We're getting ice now. Not like that though.
People need to be reminded constantly NOT to run gas powered generators in doors and an attached garage is part of the house.
They should also be far enough away from the house to prevent CO from getting back in.
Mark H0 -
As a former Vol Fire Dept Chief, we continued to see this misuse of generators on a regular basis.
Every time we left the incident (many turned out for the worse) we always left with the same question in our minds:
Did these people live in a vacuum and never read a newspaper, watched the TV news or can read and comprehend what is on the generator or in the owners manual???0 -
not a good thing...:(
one thing about any temporary solution....it can have very permanent results. Driving in that stuff is like Russian Roulette at every turn.
when this happens here , the trees snap and break off everywhere and anywhere it is not something that is in the realm of predictable ,..it really is super dangerous for the Electrical crews at that time they really could not price the work that is done. it certainly on a par with Fire and rescue crews. that these Workers can get it done is nothing short of a small miracle. to prove the entrepreneurial spirit is alive and functional there are some people who lash a gen set to the back of the truck and run a bunch of extension type cords out to a few homes in remote cul d sacs during the outage.0 -
Sure they did
They read the newspapers, watched the news and saw all the warnings....but a very powerful phrase kept running through their heads: "That won't happen to me."0 -
Mmmmmmmmmmmm
I smell fire wood!!!!!!

==============================

→ ACTIVITY 1: Decide whether each statement agrees with the comments on generators and ice storms, and answer yes or no for each, quoting the words that decide it. (a) One comment says an attached garage counts as part of the house. (b) The former fire chief says generator misuse was rare. (c) Driving in the ice is compared to Russian Roulette.
→ ACTIVITY 2: Quote everything in the comments on generators and ice storms from "They should also" down to "a regular basis.".
→ ACTIVITY 3: Extend the comments on generators and ice storms by writing what comes after their final line.
The records have nothing to do with the comments on generators and ice storms.

→ EXTRACTED MATERIAL:
==============================

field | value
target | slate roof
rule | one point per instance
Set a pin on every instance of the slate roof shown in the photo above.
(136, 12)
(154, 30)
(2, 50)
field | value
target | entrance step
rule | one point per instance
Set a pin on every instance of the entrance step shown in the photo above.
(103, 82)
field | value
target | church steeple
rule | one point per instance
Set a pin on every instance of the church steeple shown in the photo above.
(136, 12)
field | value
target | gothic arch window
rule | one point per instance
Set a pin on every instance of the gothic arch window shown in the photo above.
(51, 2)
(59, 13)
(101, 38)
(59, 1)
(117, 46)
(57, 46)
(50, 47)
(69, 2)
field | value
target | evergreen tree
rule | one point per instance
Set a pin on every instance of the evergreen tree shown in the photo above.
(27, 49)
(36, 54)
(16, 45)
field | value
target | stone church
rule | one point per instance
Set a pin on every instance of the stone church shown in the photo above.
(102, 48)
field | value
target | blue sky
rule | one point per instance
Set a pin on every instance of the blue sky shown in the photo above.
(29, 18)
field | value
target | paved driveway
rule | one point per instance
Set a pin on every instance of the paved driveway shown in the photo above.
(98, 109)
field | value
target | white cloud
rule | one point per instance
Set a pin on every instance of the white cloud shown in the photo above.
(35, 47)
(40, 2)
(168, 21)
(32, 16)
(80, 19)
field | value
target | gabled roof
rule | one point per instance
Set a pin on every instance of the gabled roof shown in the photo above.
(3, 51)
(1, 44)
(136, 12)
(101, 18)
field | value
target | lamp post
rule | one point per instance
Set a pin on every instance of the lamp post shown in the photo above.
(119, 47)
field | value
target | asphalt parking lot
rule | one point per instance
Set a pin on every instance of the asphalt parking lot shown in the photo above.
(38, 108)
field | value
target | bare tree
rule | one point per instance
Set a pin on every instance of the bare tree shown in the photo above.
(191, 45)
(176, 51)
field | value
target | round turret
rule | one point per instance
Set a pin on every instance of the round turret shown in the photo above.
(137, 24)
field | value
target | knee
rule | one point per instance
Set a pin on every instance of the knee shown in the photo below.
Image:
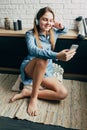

==============================

→ EXPECTED OUTPUT 1:
(a) Yes: "an attached garage is part of the house."
(b) No: "we continued to see this misuse of generators on a regular basis."
(c) Yes: "Driving in that stuff is like Russian Roulette at every turn."

→ EXPECTED OUTPUT 2:
They should also be far enough away from the house to prevent CO from getting back in.
Mark H0 -
As a former Vol Fire Dept Chief, we continued to see this misuse of generators on a regular basis.

→ EXPECTED OUTPUT 3:
got no choice but to look on the bright side. love my battery and PV panels.0 -
Was rampent up-here too,
during I/S 98,, people running generators in their basements to keep the sump pumps going and the furnace on.
Most were afraid to put them outside as thieves were ripping them off.
Even remember witnessing some fistfights in the bread isle when a few stores did open! Batteries also became a non-existent free for all to be fought over.
Dave0 -
Yup,
We (me and my brother) had a hangar for a while where we slept on occasion. We made bedrooms out of the existing offices. It had a full bath and a kitchen. This would have been in thw wilder days. Were were using a generator one night because the power was out. We had it about 10 feet OUTSIDE with the bay door open. Apparently the wind carried the CO in through the bay door. We all woke up the next morning with the worst headaches we'd ever had. We were lucky we woke up at all.0 -
Glad you are here
and you are 100% correct. It is lucky that any of you woke up at all.
A few years back I received a news story from Washington state. Big snow storm blocked roads and knocked out power.
A young man was concerned for the well being of his aunt and uncle that lived off the beaten path. Phone calls went un-answered so when he was able, he drove out to check on them. He had to walk the last half mile or so because the road was still snowed in. He found them both, dead.
A generator that had long since run out of gas was in the attached garage and a lead cord was run in to the house so that the door to the garage was left open just a bit for the power cable.
That is all it took.
Ever hear about the cab driver on Long Island? He went home for lunch, he lived in a condo, and pulled the cab into his garage. He left the door open but he also left his cab running because it was so cold. He finished his lunch and went back to work.
The couple that lived above him never woke up again.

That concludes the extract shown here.